▶ [Task description]: Reproduce every line of the listing below verbatim, in its original order.
Start Dataset rows
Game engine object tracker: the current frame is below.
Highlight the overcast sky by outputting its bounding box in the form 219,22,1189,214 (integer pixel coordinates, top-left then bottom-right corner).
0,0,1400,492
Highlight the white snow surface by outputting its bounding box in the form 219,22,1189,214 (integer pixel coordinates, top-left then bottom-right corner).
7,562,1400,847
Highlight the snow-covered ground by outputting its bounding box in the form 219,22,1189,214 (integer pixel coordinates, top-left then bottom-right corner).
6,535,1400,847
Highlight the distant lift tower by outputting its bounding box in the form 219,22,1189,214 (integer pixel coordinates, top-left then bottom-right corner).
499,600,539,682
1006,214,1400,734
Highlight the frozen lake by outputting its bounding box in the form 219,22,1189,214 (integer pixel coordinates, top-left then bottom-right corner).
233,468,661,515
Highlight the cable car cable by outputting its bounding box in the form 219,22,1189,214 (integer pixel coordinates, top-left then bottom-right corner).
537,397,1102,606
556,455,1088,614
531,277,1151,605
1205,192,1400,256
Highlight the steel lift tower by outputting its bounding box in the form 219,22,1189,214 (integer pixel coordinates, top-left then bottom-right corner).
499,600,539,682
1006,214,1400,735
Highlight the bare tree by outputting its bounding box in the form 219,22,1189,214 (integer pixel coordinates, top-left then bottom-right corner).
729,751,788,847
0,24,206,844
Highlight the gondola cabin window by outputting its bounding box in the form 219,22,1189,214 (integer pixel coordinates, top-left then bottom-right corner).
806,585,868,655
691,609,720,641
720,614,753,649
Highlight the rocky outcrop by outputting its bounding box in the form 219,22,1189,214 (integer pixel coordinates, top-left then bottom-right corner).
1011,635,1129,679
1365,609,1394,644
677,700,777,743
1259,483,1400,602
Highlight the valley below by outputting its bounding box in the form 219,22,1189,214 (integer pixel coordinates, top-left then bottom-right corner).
End Dataset rows
▶ [The answer]:
Game engine object tracker: the current frame is below.
Highlight the overcast sky by outputting its bounding box in the form 219,22,1189,214 (integer pixel coordinates, top-left then bottom-right corner).
0,0,1400,492
Highlight the white snow surface by outputting its bounding box in the form 219,22,1189,214 (integer pixel coordinates, top-left then bottom-right corner).
7,562,1400,847
Highlight the snow-covered ground by outputting its bounding box in the form 219,22,1189,214 (integer pixel coordinates, top-left then bottom-right corner).
6,535,1400,847
Highlight the distant lift tower by outputting its bounding box in the form 219,22,1189,214 (integer pixel coordinates, top-left then bottom-right corner).
499,600,539,682
1006,214,1400,734
Highlight the frozen lake by outputting its bounding box in the form 219,22,1189,214 (integer pixel coordinates, top-left then bottom-right corner).
233,468,661,515
Highlight the cable car cable by outputting its bounding box in the form 219,22,1189,214 (integer pixel coordinates, top-left then bottom-right corner).
537,397,1102,606
556,455,1088,614
531,277,1151,605
1205,192,1400,256
Highlight the steel lift tower by outputting its bounding box in the form 219,22,1189,214 (integer pixel coordinates, top-left then bottom-right corner).
499,600,539,682
1006,214,1400,735
Highlight the bare tree by outputting its bounding box in the form 219,22,1189,214 (integer pixel coordinates, top-left then bottom-right corner).
729,751,788,847
0,24,206,844
Highlight the gondola cabin window by outputting its bounding box in the form 219,22,1189,214 (integer pixel coordinates, top-left then bottom-right corner).
806,585,868,655
691,609,720,641
720,614,753,649
Highlight the rocky outcrop by outputting its bounding box in the form 219,22,1189,214 (integer pixel coordinates, top-left then bottom-right corner).
1011,635,1129,679
1365,609,1394,644
677,700,777,743
1259,483,1400,602
Highlight the valley below by outputting its bounding box in the form 219,22,1189,214 (integer pixel coordinates, top-left then bottom-right corner).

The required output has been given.